The exercise:
Can you retype every record below exactly as written?

Exercise inputs:
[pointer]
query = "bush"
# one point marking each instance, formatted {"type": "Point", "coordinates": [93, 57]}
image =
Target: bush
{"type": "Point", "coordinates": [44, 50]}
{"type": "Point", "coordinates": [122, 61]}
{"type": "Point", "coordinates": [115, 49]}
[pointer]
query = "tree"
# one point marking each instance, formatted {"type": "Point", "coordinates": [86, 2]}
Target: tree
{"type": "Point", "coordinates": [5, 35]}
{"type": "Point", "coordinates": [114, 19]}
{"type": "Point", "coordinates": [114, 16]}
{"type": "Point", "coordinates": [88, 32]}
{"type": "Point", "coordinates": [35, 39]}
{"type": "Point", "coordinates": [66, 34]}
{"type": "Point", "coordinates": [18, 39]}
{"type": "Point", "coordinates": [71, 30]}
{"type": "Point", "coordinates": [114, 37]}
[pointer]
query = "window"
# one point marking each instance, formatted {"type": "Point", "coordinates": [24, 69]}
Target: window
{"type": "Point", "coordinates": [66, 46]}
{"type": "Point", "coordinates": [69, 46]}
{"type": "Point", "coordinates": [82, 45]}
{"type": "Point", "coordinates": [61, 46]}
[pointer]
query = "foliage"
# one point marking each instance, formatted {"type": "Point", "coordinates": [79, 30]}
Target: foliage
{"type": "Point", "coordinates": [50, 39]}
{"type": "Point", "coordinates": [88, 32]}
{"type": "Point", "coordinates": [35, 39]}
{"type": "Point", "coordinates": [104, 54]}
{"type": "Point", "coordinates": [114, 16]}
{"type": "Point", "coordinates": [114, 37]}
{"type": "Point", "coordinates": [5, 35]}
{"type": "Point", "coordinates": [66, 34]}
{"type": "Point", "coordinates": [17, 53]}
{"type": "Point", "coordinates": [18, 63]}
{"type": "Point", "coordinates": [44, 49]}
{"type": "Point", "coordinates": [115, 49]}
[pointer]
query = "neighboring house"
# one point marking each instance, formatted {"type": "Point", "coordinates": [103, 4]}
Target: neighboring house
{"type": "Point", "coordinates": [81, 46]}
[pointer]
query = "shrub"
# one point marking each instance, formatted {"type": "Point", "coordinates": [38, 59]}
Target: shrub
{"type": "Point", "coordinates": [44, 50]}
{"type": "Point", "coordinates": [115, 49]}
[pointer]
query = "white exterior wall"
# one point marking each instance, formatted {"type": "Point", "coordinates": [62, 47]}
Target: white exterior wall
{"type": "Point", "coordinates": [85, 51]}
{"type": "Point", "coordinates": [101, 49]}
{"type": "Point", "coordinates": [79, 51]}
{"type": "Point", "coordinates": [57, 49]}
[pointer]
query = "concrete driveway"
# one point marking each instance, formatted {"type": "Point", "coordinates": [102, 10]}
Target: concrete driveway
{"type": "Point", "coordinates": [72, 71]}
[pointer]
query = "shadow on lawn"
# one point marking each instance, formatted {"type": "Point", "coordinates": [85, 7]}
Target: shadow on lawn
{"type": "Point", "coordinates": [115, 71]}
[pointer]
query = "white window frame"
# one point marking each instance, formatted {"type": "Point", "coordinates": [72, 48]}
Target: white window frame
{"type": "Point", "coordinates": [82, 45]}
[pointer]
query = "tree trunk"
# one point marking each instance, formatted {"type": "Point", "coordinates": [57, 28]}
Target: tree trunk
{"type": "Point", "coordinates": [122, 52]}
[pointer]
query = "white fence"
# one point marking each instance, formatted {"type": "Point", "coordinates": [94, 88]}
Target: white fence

Solution below:
[pointer]
query = "bush"
# one point marking each instance, formatted {"type": "Point", "coordinates": [93, 57]}
image =
Target: bush
{"type": "Point", "coordinates": [44, 50]}
{"type": "Point", "coordinates": [122, 61]}
{"type": "Point", "coordinates": [115, 49]}
[pointer]
query = "tree"
# one point marking each instance, formatted {"type": "Point", "coordinates": [86, 2]}
Target: tree
{"type": "Point", "coordinates": [5, 35]}
{"type": "Point", "coordinates": [114, 19]}
{"type": "Point", "coordinates": [114, 16]}
{"type": "Point", "coordinates": [88, 32]}
{"type": "Point", "coordinates": [35, 39]}
{"type": "Point", "coordinates": [66, 34]}
{"type": "Point", "coordinates": [18, 39]}
{"type": "Point", "coordinates": [71, 30]}
{"type": "Point", "coordinates": [114, 37]}
[pointer]
query = "window"
# one point marking each instance, formatted {"type": "Point", "coordinates": [24, 69]}
Target: window
{"type": "Point", "coordinates": [66, 46]}
{"type": "Point", "coordinates": [69, 46]}
{"type": "Point", "coordinates": [82, 45]}
{"type": "Point", "coordinates": [61, 46]}
[pointer]
query = "foliage"
# one point marking each instance, formatted {"type": "Point", "coordinates": [79, 30]}
Target: foliage
{"type": "Point", "coordinates": [50, 39]}
{"type": "Point", "coordinates": [88, 32]}
{"type": "Point", "coordinates": [35, 39]}
{"type": "Point", "coordinates": [104, 54]}
{"type": "Point", "coordinates": [114, 16]}
{"type": "Point", "coordinates": [114, 37]}
{"type": "Point", "coordinates": [5, 35]}
{"type": "Point", "coordinates": [66, 34]}
{"type": "Point", "coordinates": [17, 53]}
{"type": "Point", "coordinates": [18, 63]}
{"type": "Point", "coordinates": [44, 49]}
{"type": "Point", "coordinates": [115, 49]}
[pointer]
query = "neighboring house"
# one point marking each instance, formatted {"type": "Point", "coordinates": [103, 4]}
Target: neighboring house
{"type": "Point", "coordinates": [81, 46]}
[pointer]
query = "shrub"
# one point marking each instance, formatted {"type": "Point", "coordinates": [38, 59]}
Target: shrub
{"type": "Point", "coordinates": [44, 50]}
{"type": "Point", "coordinates": [115, 49]}
[pointer]
query = "white exterior wall"
# one point marking each instance, formatted {"type": "Point", "coordinates": [62, 47]}
Target: white exterior wall
{"type": "Point", "coordinates": [85, 51]}
{"type": "Point", "coordinates": [101, 49]}
{"type": "Point", "coordinates": [79, 51]}
{"type": "Point", "coordinates": [57, 49]}
[pointer]
query = "concrete driveway"
# one point marking each instance, formatted {"type": "Point", "coordinates": [102, 10]}
Target: concrete driveway
{"type": "Point", "coordinates": [72, 71]}
[pointer]
query = "shadow on lawn"
# one point marking each instance, formatted {"type": "Point", "coordinates": [85, 7]}
Target: shadow on lawn
{"type": "Point", "coordinates": [115, 71]}
[pointer]
query = "white window frame"
# one point marking each instance, formatted {"type": "Point", "coordinates": [72, 48]}
Target: white window frame
{"type": "Point", "coordinates": [82, 45]}
[pointer]
query = "tree trunk"
# one point marking each instance, formatted {"type": "Point", "coordinates": [57, 28]}
Target: tree trunk
{"type": "Point", "coordinates": [122, 52]}
[pointer]
query = "white fence"
# one point marking each instance, formatted {"type": "Point", "coordinates": [94, 88]}
Target: white fence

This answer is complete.